**EXERCISE DIRECTIONS:** What you return must be the data below, word for word, without any images.

**** MATERIAL PROVIDED

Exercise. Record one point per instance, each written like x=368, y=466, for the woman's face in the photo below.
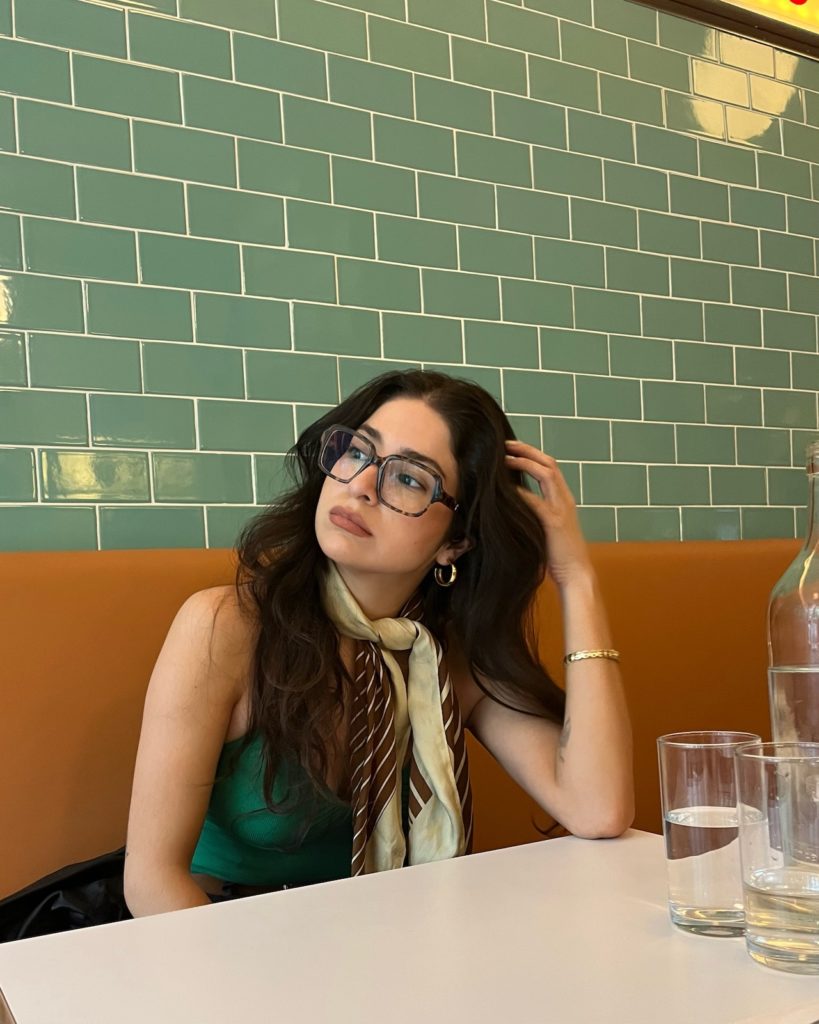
x=380, y=540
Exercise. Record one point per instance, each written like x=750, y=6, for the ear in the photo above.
x=451, y=551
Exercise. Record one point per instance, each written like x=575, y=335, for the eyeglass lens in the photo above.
x=403, y=484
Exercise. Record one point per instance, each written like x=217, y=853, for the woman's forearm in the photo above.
x=172, y=891
x=594, y=760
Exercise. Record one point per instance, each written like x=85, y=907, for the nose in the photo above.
x=364, y=484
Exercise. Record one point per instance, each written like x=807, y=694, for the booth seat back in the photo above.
x=81, y=631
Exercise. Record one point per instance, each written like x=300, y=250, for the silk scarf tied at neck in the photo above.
x=388, y=715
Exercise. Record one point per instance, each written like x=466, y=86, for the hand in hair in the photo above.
x=556, y=508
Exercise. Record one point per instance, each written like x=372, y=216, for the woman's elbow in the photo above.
x=603, y=822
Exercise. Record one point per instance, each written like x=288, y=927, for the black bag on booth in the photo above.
x=75, y=896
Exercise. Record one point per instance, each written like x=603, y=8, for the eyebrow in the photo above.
x=410, y=453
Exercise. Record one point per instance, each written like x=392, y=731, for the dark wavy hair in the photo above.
x=299, y=682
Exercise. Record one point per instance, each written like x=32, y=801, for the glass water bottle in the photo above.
x=793, y=632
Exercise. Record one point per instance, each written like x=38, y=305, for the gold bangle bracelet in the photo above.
x=582, y=655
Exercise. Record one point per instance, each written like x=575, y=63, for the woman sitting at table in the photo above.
x=307, y=723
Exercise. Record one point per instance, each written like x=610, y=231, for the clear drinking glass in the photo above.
x=778, y=788
x=699, y=820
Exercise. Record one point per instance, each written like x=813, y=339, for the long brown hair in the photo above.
x=299, y=681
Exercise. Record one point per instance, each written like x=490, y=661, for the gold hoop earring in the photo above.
x=439, y=574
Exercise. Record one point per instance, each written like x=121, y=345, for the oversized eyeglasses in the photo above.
x=402, y=484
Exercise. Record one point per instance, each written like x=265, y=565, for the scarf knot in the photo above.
x=390, y=718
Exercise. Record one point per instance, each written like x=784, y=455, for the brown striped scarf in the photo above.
x=390, y=715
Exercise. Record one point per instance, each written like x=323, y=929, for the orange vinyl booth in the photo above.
x=81, y=631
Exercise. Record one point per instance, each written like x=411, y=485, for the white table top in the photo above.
x=563, y=931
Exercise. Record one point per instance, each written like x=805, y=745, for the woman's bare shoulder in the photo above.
x=223, y=626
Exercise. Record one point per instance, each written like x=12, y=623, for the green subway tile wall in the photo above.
x=219, y=218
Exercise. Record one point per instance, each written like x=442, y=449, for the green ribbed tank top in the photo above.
x=242, y=841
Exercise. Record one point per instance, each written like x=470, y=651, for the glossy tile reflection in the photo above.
x=94, y=476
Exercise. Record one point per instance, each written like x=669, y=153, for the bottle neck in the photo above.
x=812, y=541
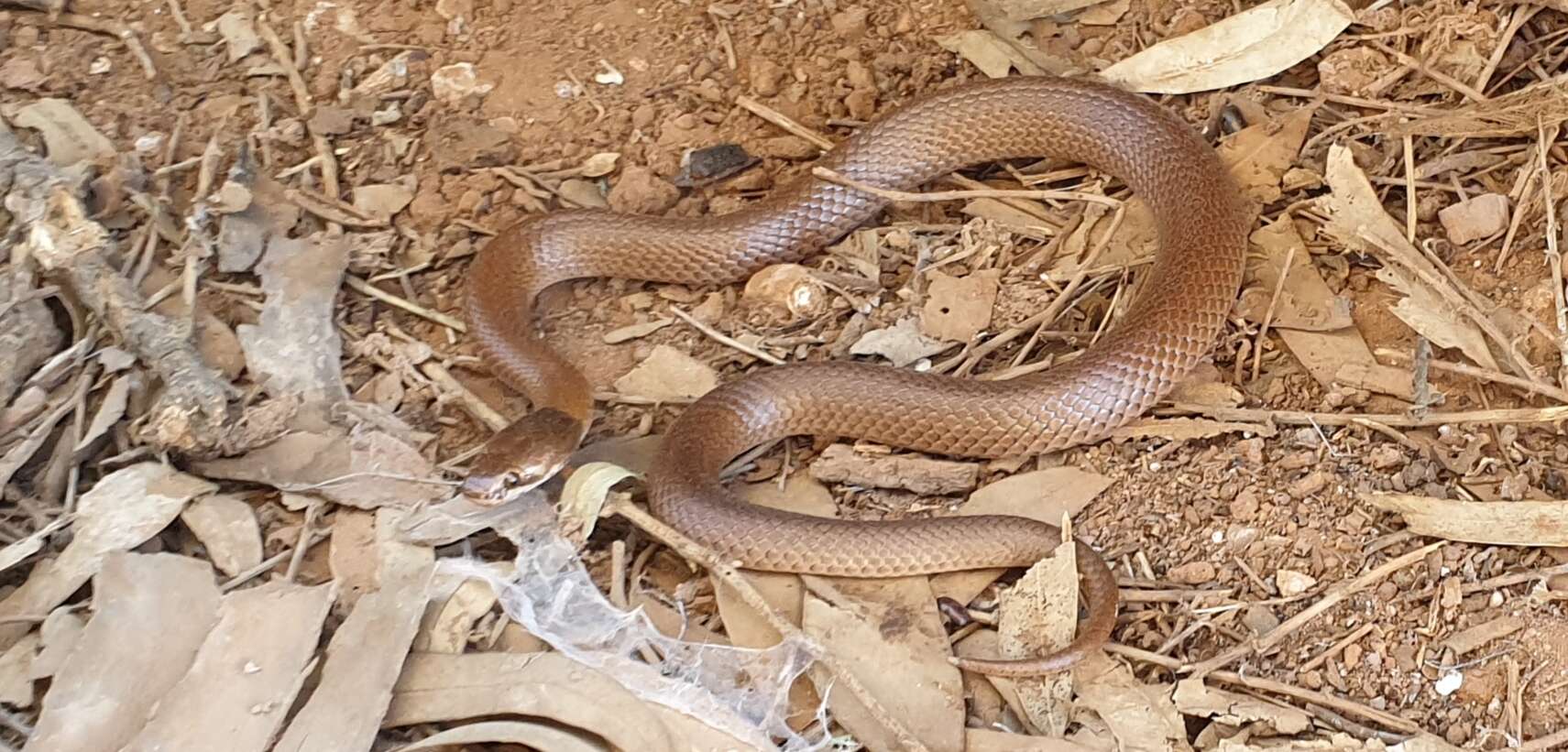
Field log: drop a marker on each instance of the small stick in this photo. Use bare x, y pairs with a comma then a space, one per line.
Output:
981, 193
306, 529
720, 337
400, 302
284, 60
1318, 659
1554, 256
1482, 375
1267, 685
1329, 600
1513, 578
443, 378
729, 575
270, 562
1431, 72
776, 118
1263, 330
1344, 725
1410, 189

********

**SOLUTION FOR THIS PROBLEM:**
Exercise. Record one point per instance, each written like x=368, y=466, for the woman's face in the photo below.
x=380, y=540
Exercise. Record one point per instance, each written like x=750, y=6, for the ear in the photo above.
x=451, y=551
Exercise. Record one point per instance, each written like x=575, y=335, for the eyeglass lens in the photo above.
x=403, y=484
Exercise. Record one point per instance, each written like x=217, y=853, for the woman's forearm in the photo above.
x=172, y=891
x=594, y=760
Exercise. Record one point per instance, each written like x=85, y=907, for the nose in the photo above.
x=364, y=484
Exercise. Record one point per instance, each written like x=807, y=694, for the booth seat back in the photo above.
x=81, y=631
Exercise. Record one point per instance, each written like x=300, y=250, for the silk scarf tied at neck in the photo above.
x=388, y=715
Exercise. Record one point per instance, each written like x=466, y=86, for the hand in hair in the photo above.
x=556, y=508
Exercise. Record one point per instance, each written like x=372, y=216, for the woman's elbow in the photo above.
x=603, y=822
Exercise. Record one point per instance, each written like x=288, y=927, for the black bag on booth in the photo above.
x=75, y=896
Exercise. Record one point per instance, each written like x=603, y=8, for the eyebrow in the photo above.
x=410, y=453
Exercise. Record one point per instance, each written like x=392, y=731, for the dark wavy hair in the photo above.
x=299, y=682
Exercise. Record one point per instance, each written like x=32, y=801, for the glass water bottle in the photo above.
x=793, y=632
Exercise. Record one point per instance, each written like x=38, y=305, for the gold bangle bracelet in the photo above.
x=582, y=655
Exercise. Record one point per instance, each written like x=575, y=63, for the woman sitting at table in the photo above.
x=307, y=723
Exercise. Record one point per instance, each written like x=610, y=231, for the clear drinking glass in the photo above.
x=778, y=788
x=699, y=820
Exercise. Record one point per instance, each written like x=813, y=339, for the long brown hair in the photo above.
x=299, y=681
Exercise. Record one point per instance, each written like x=490, y=661, for the gold hoop earring in the photo above.
x=439, y=574
Exercise. Record one point per instance, each written like x=121, y=345, for the oversized eyeglasses in the photo above.
x=402, y=484
Exercise. Record one point per instance, each written like x=265, y=565, for the scarf knot in the photo above.
x=390, y=718
Exercise. Record one point per instance, each written like x=784, y=455, for the brown striped scarf in the photo above.
x=390, y=715
Exercise. Record one point per instance, each written like x=323, y=929, for the orange vinyl booth in the photo above.
x=81, y=631
Exercise. Record one point per instance, each written like x=411, y=485, for the white table top in the photo above.
x=563, y=931
Exercise. Record one point per instance, each written like x=805, y=745, for the woman's bare shoulder in the photo above.
x=223, y=626
Exercise. Record one point per instance, each written like x=12, y=623, for the green subway tile wall in the photo above.
x=219, y=218
Exercise. Record one point per instance, each written like x=442, y=449, for the green ribbed tank top in the photo above.
x=242, y=841
Exercise. Record one point per instance, each written like x=470, y=651, for the glossy tile reflection in the photo above.
x=94, y=476
Exercise. Record one point per instance, each written like x=669, y=153, for the bottle neck in the photo above.
x=812, y=541
Field log: drop a marker on each instance of the small stick in this photo. Use bare x, y pairs with a comma then a space, one per line.
Output:
981, 193
306, 529
720, 337
400, 302
284, 60
1318, 659
1554, 256
1482, 375
1267, 685
1329, 600
1513, 578
443, 378
729, 575
270, 562
1431, 72
776, 118
1263, 330
1344, 725
1410, 189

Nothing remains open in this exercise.